* Shape annotation entries *
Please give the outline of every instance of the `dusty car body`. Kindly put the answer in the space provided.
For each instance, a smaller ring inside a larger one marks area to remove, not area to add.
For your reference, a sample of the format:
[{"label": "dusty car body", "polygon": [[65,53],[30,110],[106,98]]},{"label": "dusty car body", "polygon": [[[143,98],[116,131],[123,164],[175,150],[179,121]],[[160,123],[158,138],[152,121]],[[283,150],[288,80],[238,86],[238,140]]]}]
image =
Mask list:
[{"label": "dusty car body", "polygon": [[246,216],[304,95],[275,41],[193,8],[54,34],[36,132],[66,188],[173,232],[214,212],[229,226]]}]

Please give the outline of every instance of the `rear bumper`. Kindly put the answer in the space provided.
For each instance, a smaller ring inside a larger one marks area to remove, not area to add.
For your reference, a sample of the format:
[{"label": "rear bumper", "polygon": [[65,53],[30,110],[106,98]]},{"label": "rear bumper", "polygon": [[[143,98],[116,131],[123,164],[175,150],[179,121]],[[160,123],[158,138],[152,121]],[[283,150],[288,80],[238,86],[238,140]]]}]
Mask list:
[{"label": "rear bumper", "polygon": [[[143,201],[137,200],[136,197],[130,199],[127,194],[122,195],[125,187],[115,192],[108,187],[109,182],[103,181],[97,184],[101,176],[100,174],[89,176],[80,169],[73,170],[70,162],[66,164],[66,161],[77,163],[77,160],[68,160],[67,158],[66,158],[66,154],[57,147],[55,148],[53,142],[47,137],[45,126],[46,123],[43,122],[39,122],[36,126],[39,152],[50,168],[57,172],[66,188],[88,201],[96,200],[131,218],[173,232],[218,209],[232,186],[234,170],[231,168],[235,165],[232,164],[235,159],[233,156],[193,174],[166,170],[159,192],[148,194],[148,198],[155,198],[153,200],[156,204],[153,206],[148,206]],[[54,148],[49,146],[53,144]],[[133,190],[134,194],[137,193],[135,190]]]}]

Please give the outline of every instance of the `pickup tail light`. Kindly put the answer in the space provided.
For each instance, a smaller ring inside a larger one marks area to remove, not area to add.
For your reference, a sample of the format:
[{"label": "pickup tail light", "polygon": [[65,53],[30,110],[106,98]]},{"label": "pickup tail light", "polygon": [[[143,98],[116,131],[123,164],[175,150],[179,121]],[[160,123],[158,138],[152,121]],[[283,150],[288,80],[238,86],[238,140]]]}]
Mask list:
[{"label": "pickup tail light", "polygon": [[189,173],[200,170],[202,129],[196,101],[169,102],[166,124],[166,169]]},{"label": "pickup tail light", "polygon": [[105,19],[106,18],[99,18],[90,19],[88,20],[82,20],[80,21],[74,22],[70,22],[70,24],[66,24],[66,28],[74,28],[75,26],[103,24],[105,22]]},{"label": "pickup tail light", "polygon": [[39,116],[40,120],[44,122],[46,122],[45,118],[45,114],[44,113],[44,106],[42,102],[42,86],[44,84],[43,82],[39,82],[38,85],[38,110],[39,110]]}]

* Problem to work on *
Gather every line in the listing above that contains the string "space". Case counts.

* Output below *
Please give the outline of every instance of the `dusty car body`. Kindly put the answer in the space provided.
Please give the outline of every instance of the `rear bumper`. Kindly put the answer in the space provided.
Please give the outline of every instance of the `pickup tail light`. Kindly put the answer in the space provided.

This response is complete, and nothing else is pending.